● What is needed
Copy out the lines of the records below, and only those lines, from the one with "Query: dark vintage car" through the one with "Can you find the upper", exactly as they appear.

● The input
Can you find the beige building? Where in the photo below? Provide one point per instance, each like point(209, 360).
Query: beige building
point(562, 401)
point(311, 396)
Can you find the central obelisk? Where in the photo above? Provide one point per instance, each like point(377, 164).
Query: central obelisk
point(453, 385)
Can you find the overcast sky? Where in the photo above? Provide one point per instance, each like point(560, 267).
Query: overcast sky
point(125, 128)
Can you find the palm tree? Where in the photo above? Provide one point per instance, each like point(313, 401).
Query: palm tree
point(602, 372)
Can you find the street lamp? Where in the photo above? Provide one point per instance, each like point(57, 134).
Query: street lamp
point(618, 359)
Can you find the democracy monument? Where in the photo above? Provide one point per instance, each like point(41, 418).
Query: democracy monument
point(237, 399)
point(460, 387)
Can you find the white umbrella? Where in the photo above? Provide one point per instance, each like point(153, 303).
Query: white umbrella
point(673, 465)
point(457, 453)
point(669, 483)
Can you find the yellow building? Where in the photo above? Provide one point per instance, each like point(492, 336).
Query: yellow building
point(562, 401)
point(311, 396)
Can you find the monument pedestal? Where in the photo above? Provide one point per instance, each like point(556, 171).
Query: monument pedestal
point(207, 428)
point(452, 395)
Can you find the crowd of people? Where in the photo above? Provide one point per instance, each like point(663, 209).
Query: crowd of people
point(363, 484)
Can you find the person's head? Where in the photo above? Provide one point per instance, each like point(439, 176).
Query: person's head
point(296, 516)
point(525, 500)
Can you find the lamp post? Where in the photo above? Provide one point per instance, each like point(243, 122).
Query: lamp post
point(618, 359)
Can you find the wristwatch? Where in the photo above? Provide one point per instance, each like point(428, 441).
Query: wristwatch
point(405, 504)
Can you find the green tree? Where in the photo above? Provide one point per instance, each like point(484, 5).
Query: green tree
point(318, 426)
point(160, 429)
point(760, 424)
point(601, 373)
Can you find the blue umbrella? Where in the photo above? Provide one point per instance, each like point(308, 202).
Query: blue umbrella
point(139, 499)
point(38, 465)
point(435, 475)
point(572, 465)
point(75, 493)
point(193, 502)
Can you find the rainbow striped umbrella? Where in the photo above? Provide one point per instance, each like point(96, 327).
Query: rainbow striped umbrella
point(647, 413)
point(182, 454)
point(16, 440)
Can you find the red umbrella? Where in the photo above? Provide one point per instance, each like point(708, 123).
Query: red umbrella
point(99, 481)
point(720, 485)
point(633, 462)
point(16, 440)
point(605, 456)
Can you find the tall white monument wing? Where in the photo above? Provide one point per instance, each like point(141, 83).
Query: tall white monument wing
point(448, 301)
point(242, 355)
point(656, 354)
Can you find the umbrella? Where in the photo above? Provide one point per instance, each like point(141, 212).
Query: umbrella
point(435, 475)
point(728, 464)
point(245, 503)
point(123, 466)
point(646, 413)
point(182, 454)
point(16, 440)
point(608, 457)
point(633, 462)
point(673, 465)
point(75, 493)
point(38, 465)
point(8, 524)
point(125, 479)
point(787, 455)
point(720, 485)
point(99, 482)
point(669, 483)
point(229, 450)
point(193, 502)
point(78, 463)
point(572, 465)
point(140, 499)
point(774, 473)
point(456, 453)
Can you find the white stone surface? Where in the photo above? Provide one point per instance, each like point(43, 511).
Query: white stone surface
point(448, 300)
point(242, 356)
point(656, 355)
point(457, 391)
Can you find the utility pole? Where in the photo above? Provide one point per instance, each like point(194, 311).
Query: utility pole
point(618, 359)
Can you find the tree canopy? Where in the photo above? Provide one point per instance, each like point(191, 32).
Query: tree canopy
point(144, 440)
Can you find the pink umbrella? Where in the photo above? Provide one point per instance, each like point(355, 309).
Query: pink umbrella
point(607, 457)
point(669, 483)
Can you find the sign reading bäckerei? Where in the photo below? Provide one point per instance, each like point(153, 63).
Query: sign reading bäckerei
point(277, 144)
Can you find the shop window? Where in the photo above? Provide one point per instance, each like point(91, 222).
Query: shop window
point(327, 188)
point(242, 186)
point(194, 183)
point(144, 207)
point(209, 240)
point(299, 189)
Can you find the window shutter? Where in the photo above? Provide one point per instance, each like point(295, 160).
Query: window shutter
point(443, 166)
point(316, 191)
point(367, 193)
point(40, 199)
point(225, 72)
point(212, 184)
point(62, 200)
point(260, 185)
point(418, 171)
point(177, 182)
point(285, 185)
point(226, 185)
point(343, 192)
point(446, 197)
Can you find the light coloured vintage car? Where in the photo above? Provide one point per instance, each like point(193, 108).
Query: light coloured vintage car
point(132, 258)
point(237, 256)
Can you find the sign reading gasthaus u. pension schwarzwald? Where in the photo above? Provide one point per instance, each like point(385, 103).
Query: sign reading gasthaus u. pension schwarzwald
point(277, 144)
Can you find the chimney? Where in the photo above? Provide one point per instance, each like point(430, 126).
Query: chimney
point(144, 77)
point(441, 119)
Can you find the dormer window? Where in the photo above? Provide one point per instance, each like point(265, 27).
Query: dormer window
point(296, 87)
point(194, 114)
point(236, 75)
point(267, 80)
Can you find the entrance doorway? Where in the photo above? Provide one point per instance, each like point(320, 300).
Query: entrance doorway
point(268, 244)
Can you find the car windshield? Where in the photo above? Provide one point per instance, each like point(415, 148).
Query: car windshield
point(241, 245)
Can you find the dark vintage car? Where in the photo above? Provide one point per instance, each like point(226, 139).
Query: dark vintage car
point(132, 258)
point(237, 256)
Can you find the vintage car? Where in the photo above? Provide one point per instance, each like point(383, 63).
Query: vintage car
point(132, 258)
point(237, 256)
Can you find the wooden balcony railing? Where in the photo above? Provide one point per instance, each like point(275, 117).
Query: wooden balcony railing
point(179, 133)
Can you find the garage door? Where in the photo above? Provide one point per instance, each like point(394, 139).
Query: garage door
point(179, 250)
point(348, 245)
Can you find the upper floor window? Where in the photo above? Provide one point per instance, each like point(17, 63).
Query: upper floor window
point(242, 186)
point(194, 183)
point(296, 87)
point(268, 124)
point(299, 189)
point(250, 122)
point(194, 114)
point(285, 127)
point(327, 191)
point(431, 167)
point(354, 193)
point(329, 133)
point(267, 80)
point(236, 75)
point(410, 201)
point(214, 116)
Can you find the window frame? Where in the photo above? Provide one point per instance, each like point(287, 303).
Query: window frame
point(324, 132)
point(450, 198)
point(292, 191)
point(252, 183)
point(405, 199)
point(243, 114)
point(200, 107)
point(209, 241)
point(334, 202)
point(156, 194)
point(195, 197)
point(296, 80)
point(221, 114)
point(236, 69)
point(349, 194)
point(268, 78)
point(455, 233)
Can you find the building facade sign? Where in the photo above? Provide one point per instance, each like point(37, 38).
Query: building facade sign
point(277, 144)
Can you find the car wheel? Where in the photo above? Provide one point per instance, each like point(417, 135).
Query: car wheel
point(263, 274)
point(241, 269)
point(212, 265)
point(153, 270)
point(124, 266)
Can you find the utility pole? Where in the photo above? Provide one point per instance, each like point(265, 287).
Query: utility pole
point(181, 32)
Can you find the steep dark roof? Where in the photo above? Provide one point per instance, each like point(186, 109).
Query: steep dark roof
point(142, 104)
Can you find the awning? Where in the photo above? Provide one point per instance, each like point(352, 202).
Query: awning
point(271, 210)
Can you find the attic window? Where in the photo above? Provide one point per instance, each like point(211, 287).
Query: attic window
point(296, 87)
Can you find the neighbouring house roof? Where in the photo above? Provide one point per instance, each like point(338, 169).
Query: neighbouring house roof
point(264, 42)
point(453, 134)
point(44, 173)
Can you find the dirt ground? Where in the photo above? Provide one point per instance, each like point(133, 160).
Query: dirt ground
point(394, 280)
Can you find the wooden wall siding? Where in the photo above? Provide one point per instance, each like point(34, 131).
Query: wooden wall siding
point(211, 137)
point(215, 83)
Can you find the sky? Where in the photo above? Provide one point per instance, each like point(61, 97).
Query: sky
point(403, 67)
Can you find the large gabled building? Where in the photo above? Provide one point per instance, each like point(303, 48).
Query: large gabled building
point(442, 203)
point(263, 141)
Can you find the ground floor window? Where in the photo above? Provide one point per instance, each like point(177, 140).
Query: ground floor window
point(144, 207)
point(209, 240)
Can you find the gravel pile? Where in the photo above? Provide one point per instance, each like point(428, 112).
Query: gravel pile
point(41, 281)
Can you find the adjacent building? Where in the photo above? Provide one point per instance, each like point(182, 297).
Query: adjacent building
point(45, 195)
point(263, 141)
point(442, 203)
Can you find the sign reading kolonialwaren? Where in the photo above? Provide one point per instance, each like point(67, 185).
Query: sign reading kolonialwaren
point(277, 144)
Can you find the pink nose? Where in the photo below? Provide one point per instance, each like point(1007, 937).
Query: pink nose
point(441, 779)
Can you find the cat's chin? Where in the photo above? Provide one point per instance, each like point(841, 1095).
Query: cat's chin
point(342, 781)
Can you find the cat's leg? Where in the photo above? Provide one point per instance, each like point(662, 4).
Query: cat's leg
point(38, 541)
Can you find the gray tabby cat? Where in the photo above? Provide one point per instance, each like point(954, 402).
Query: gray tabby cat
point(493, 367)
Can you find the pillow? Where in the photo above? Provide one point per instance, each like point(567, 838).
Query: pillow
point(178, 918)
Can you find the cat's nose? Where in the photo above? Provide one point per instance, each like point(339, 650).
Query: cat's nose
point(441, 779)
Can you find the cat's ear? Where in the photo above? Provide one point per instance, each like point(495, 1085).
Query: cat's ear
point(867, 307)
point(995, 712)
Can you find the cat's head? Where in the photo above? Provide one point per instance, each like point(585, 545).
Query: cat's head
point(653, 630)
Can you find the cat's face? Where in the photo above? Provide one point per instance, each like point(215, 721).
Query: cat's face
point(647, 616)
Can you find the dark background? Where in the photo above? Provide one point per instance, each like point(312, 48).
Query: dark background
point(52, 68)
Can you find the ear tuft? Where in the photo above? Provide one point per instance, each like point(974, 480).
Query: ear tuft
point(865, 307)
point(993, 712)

● Answer to the problem
Query: dark vintage car
point(132, 258)
point(237, 256)
Can you find the vintage car? Where in the photo above? Provide one point per instance, each like point(383, 63).
Query: vintage car
point(132, 258)
point(237, 256)
Can you find the wooden balcony railing? Where in the photo above? Provide one point per instance, each like point(275, 117).
Query: wooden balcony railing
point(179, 133)
Can you find the garage door? Where in the photo above? Provide one point per instance, each like point(394, 139).
Query: garage door
point(179, 250)
point(348, 245)
Can you find the upper floor window? Where in the photo above? Provide one point per instance, each like point(17, 63).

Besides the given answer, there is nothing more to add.